→ **Défi**: Indiquez combien de lignes des données ci-dessous contiennent la chaîne « weathered », en respectant la casse. Donnez uniquement ce nombre.

→ **Données fournies**:
━━━━━━━━

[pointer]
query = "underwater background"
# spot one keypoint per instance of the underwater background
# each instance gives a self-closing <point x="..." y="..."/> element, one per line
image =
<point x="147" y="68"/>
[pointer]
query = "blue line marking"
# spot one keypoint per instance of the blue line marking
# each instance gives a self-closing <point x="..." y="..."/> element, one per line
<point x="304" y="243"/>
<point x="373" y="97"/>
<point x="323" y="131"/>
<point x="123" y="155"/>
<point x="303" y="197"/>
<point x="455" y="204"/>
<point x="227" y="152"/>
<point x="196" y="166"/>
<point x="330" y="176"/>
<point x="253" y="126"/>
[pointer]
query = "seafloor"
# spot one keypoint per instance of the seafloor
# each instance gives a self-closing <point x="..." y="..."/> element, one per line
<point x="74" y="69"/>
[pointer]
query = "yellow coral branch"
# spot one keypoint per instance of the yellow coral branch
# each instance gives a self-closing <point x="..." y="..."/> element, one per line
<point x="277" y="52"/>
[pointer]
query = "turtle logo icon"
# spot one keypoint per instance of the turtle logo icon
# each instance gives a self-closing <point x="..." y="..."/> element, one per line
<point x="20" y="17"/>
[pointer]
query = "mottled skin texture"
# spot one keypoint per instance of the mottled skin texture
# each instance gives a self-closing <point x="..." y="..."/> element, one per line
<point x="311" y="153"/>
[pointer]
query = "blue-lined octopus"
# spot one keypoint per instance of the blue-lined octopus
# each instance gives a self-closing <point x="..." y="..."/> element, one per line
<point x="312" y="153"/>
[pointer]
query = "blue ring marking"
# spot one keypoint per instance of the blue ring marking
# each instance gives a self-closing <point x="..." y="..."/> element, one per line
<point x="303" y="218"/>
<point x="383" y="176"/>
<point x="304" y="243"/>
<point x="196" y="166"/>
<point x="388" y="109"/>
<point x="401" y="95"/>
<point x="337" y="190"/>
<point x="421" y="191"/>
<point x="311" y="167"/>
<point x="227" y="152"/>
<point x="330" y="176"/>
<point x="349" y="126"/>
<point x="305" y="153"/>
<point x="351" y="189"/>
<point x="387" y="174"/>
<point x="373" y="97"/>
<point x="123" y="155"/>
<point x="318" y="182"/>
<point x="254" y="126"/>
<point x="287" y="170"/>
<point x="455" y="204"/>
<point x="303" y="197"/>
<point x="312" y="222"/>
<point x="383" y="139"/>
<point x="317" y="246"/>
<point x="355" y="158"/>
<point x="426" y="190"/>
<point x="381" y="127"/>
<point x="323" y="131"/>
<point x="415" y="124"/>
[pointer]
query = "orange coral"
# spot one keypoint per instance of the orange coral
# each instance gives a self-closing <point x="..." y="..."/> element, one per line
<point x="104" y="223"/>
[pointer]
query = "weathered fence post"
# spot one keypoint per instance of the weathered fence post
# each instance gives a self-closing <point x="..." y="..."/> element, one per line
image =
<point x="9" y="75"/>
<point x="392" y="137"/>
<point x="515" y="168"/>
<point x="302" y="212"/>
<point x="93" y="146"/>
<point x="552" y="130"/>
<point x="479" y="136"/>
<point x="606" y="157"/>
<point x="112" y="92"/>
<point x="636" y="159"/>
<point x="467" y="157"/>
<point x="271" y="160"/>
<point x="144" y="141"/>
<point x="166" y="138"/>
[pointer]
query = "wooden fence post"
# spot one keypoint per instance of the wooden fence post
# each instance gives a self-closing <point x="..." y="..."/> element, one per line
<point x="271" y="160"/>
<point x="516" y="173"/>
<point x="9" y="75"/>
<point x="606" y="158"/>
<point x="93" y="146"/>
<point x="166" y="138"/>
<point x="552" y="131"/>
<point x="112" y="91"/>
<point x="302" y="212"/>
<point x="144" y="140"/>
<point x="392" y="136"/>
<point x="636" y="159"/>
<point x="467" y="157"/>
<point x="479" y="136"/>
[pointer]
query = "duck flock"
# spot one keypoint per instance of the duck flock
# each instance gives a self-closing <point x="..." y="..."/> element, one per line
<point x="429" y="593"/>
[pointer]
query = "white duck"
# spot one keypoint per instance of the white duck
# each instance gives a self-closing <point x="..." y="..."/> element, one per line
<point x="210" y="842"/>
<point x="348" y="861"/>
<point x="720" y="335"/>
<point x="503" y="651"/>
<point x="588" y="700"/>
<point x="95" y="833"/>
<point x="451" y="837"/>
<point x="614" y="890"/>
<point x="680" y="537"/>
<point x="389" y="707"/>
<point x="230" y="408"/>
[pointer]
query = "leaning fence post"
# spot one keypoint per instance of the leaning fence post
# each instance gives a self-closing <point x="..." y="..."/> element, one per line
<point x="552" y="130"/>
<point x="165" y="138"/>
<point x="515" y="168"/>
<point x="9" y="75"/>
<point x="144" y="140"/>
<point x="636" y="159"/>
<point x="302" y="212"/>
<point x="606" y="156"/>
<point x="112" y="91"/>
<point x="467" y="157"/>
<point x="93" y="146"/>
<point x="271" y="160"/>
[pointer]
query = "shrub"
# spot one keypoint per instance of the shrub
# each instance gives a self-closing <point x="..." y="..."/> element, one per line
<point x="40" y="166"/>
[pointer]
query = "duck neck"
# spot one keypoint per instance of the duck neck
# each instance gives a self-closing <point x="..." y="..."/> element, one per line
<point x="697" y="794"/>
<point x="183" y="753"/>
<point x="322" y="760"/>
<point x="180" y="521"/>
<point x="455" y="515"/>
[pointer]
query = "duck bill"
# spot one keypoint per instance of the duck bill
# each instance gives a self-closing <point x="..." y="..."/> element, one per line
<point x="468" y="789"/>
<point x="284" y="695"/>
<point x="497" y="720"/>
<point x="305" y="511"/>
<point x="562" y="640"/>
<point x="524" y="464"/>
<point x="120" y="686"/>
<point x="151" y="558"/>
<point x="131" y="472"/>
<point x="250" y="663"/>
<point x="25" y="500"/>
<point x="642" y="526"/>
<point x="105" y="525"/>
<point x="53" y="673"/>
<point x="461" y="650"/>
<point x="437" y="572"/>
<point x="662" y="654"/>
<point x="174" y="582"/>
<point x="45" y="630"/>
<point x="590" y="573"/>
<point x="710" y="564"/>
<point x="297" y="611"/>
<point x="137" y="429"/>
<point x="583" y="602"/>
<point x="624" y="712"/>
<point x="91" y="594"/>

━━━━━━━━

→ **Résultat**: 2